● **WRITTEN INSTRUCTION**
Turn every line in the rows below into a numbered list, dropping any blank lines.

● **Source records**
-*-
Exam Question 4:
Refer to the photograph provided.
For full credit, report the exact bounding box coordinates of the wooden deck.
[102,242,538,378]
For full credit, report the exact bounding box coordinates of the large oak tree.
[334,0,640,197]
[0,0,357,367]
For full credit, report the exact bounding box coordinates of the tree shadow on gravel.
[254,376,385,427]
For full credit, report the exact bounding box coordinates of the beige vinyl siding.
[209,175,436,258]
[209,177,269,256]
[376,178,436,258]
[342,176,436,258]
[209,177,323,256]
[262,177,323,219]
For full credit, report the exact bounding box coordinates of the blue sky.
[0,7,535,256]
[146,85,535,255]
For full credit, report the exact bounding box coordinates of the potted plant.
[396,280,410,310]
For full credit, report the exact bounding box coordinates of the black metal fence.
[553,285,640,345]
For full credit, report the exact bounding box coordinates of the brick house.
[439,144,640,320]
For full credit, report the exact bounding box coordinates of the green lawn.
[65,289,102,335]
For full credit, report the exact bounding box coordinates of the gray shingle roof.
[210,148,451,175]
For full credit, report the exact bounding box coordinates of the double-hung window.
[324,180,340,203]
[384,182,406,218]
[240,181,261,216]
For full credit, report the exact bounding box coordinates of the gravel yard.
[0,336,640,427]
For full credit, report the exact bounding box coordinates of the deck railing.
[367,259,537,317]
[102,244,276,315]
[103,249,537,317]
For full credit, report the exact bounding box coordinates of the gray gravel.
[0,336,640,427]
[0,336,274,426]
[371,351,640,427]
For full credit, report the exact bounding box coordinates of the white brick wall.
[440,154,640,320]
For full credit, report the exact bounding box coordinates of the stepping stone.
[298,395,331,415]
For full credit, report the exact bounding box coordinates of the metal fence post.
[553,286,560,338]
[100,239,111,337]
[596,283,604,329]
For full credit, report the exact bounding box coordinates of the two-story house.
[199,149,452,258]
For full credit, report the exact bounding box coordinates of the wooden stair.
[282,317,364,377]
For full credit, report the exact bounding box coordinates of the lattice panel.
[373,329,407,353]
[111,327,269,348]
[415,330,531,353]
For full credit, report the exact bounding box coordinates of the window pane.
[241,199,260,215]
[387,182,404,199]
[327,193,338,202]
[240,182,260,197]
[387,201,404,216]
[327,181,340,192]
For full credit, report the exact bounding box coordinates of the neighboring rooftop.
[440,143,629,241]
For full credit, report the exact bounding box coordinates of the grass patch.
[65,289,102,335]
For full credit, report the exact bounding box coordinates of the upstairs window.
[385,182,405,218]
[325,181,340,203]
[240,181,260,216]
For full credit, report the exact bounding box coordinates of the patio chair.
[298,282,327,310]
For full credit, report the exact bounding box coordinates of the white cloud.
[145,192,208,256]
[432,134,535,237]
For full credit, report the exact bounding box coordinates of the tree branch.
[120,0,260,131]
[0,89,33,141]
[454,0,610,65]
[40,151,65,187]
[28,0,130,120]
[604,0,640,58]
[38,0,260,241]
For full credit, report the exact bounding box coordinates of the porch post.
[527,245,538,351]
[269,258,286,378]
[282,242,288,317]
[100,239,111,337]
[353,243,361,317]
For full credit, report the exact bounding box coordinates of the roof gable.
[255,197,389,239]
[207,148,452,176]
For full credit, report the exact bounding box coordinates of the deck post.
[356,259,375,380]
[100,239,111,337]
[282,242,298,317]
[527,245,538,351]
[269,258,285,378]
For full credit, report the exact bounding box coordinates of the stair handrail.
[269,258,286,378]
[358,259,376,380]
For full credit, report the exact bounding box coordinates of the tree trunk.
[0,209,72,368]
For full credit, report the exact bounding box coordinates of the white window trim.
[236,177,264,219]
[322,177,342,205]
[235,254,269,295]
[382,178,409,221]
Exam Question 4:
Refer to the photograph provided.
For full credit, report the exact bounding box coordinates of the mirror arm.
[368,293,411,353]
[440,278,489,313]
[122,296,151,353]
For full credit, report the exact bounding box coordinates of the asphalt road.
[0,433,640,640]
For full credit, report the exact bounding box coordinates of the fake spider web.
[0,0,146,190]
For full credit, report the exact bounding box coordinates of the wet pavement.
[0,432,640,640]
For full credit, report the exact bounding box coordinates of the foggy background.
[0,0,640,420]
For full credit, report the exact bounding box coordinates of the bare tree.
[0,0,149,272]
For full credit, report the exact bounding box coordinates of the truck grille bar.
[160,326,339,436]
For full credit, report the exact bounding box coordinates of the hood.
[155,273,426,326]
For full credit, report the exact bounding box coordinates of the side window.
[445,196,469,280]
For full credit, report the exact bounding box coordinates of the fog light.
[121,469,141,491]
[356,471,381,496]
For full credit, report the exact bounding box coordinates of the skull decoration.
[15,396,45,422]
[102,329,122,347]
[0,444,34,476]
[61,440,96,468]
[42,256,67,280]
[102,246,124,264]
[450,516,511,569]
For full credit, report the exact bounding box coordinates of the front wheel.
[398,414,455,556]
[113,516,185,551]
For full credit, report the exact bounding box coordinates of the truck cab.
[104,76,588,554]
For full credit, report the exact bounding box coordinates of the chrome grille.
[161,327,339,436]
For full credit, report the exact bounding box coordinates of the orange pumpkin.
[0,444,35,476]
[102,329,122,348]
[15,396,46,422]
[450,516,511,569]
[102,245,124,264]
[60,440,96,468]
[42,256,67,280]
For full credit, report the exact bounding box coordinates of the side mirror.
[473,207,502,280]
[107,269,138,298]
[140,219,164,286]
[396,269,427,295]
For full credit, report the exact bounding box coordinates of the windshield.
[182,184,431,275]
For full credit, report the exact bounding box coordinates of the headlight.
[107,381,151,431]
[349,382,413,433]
-*-
● **WORKED ANSWER**
1. Exam Question 4:
2. Refer to the photograph provided.
3. For full credit, report the exact bounding box coordinates of the wooden deck.
4. [102,242,538,378]
5. For full credit, report the exact bounding box coordinates of the large oak tree.
6. [334,0,640,197]
7. [0,0,357,367]
8. For full credit, report the exact bounding box coordinates of the tree shadow on gravel.
9. [254,376,385,427]
10. For full credit, report the exact bounding box coordinates of the beige vinyl siding.
11. [209,175,436,258]
12. [209,177,269,256]
13. [376,178,436,258]
14. [342,176,436,258]
15. [209,177,323,256]
16. [262,177,323,219]
17. For full credit, report the exact bounding box coordinates of the blue sky.
18. [0,7,535,256]
19. [146,85,535,255]
20. For full credit, report the exact bounding box coordinates of the potted plant.
21. [396,280,410,310]
22. For full credit, report the exact bounding box coordinates of the black metal fence.
23. [553,285,640,345]
24. For full credit, report the exact bounding box coordinates of the brick house.
25. [439,144,640,320]
26. For full credit, report the exact bounding box coordinates of the green lawn.
27. [65,289,102,335]
28. For full credit, report the exact bounding box coordinates of the gray shingle roof.
29. [210,148,451,175]
30. For full credit, report the exact bounding box coordinates of the double-hung window.
31. [324,180,340,203]
32. [384,182,406,218]
33. [240,181,261,216]
34. For full credit, report the exact bounding box coordinates of the gravel yard.
35. [0,336,640,427]
36. For full credit, report the exact bounding box coordinates of the deck railing.
37. [367,259,537,317]
38. [102,244,276,315]
39. [103,249,537,317]
40. For full credit, report the exact bounding box coordinates of the gray gravel.
41. [0,336,640,427]
42. [0,336,274,426]
43. [371,351,640,427]
44. For full credit, report the exact bounding box coordinates of the white brick wall.
45. [440,154,640,320]
46. For full credit, report the exact bounding box coordinates of the stepping stone.
47. [298,395,331,415]
48. For full credit, report the exact bounding box coordinates of the metal fence post.
49. [553,286,560,338]
50. [100,239,111,337]
51. [596,283,604,329]
52. For full credit, report the exact bounding box coordinates of the two-story house.
53. [199,149,452,258]
54. For full credit, report the exact bounding box coordinates of the wooden stair.
55. [282,317,364,377]
56. For full credit, report the exact bounding box coordinates of the lattice panel.
57. [373,329,407,353]
58. [111,327,269,348]
59. [415,330,531,353]
60. For full credit, report the exact bounding box coordinates of the window pane.
61. [241,199,260,215]
62. [387,182,404,199]
63. [327,193,338,202]
64. [240,182,260,197]
65. [387,201,404,216]
66. [327,181,340,192]
67. For full credit, report the exact bounding box coordinates of the neighboring rooftop.
68. [440,143,629,241]
69. For full credit, report the exact bounding box coordinates of the grass patch.
70. [65,289,102,335]
71. For full credit, report the exact bounding box coordinates of the upstairs window.
72. [385,182,405,218]
73. [325,181,340,203]
74. [240,181,260,216]
75. For full credit, report the exact bounding box coordinates of the patio chair.
76. [298,282,327,310]
77. For full credit, report the exact bounding box coordinates of the white cloud.
78. [145,192,208,256]
79. [432,134,535,237]
80. For full credit, report the exact bounding box coordinates of the tree branch.
81. [120,0,260,131]
82. [0,89,33,141]
83. [454,0,610,65]
84. [40,151,65,187]
85. [28,0,130,120]
86. [604,0,640,58]
87. [38,0,260,241]
88. For full credit, report the exact bounding box coordinates of the porch post.
89. [527,245,538,351]
90. [269,258,286,378]
91. [282,242,288,317]
92. [100,239,111,337]
93. [353,243,361,317]
94. For full credit, report the exact bounding box coordinates of the roof gable.
95. [255,197,389,239]
96. [207,148,452,176]
97. For full credit, report the exact bounding box coordinates of the deck post.
98. [356,259,375,380]
99. [100,239,111,337]
100. [282,242,298,317]
101. [527,245,538,351]
102. [269,258,285,378]
103. For full credit, report the exact bounding box coordinates of the stair handrail.
104. [269,258,286,378]
105. [358,259,376,380]
106. For full credit, report the exact bounding box coordinates of the tree trunk.
107. [0,209,72,368]
108. For full credit, report the exact bounding box coordinates of the white window trim.
109. [236,177,264,219]
110. [322,177,342,205]
111. [235,254,269,295]
112. [382,178,409,221]
113. Exam Question 4:
114. Refer to the photograph provided.
115. For full credit, report the exact bounding box coordinates of the mirror arm.
116. [368,293,411,353]
117. [440,278,489,313]
118. [122,296,151,353]
119. For full credit, report the exact bounding box coordinates of the asphalt road.
120. [0,433,640,640]
121. For full credit, report the exact bounding box coordinates of the fake spider web.
122. [0,0,146,190]
123. For full credit, report the exact bounding box coordinates of the wet pavement.
124. [0,432,640,640]
125. For full credit, report the exact bounding box coordinates of the foggy background.
126. [0,0,640,420]
127. For full credit, report the exact bounding box coordinates of the bare tree.
128. [0,0,149,272]
129. For full credit, report the exact bounding box coordinates of the truck grille bar.
130. [160,326,339,436]
131. For full credit, report the exact bounding box coordinates of the hood.
132. [155,273,426,326]
133. For full credit, report the exact bounding box coordinates of the side window.
134. [445,196,469,280]
135. For full credit, report the exact bounding box coordinates of the fog light.
136. [121,469,141,491]
137. [356,471,381,496]
138. For full credit, report the exact bounding box coordinates of the skull decoration.
139. [15,396,45,422]
140. [102,329,122,347]
141. [0,444,34,476]
142. [61,440,96,468]
143. [42,256,67,280]
144. [102,246,124,264]
145. [450,516,511,569]
146. For full credit, report the exact bounding box coordinates of the front wheel.
147. [398,414,455,556]
148. [113,516,185,551]
149. For full credit, report the exact bounding box coordinates of the truck cab.
150. [104,76,588,554]
151. For full credit, report the exact bounding box coordinates of the chrome grille.
152. [161,327,339,436]
153. For full credit, report the exact bounding box coordinates of the orange pumpkin.
154. [0,444,35,476]
155. [102,329,122,348]
156. [15,396,46,422]
157. [450,516,511,569]
158. [102,245,124,264]
159. [60,440,96,468]
160. [42,256,67,280]
161. For full credit, report the exact bounding box coordinates of the side mirror.
162. [473,207,502,280]
163. [107,269,138,298]
164. [140,219,164,286]
165. [396,269,427,295]
166. For full credit, report the exact bounding box coordinates of the windshield.
167. [182,184,431,275]
168. For full credit, report the exact bounding box coordinates of the headlight.
169. [107,381,151,431]
170. [349,382,413,433]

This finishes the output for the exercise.